YOUR TASK: Read the records beneath this task and copy every line that contains the string "below".
====================
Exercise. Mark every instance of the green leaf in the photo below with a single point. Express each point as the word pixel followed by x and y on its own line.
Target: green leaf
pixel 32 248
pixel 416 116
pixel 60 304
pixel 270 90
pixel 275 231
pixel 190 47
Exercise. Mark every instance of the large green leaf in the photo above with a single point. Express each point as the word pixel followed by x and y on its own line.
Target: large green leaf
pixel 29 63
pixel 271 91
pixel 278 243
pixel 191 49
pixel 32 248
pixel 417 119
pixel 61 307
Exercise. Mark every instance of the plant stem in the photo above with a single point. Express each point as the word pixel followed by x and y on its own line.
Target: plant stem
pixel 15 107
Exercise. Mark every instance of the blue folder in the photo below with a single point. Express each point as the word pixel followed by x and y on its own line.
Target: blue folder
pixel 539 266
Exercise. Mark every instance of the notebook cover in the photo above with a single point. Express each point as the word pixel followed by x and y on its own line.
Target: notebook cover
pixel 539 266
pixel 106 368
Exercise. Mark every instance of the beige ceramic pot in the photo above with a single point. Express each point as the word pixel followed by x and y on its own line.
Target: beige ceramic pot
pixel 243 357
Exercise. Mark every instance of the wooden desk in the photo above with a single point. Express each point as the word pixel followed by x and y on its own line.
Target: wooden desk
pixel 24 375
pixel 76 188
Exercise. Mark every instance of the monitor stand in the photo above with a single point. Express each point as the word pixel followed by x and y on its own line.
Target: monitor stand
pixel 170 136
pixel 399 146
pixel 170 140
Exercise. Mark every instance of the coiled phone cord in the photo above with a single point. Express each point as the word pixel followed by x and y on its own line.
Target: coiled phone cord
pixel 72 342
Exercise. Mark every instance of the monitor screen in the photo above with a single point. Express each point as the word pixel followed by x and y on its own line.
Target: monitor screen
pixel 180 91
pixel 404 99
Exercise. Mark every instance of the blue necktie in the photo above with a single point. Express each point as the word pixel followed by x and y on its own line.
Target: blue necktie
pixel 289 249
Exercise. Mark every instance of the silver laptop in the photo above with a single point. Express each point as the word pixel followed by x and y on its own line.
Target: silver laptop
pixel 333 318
====================
RESULT OF THIS EXERCISE:
Exercise. Mark every instance of the green leaf in the photo below with a single point. Express each point as the word pixel followed by x and y on its own line.
Exercise. Mark every instance of the blue folder in the photo below with a single point. Express each point as the word pixel followed by x and y on its own line.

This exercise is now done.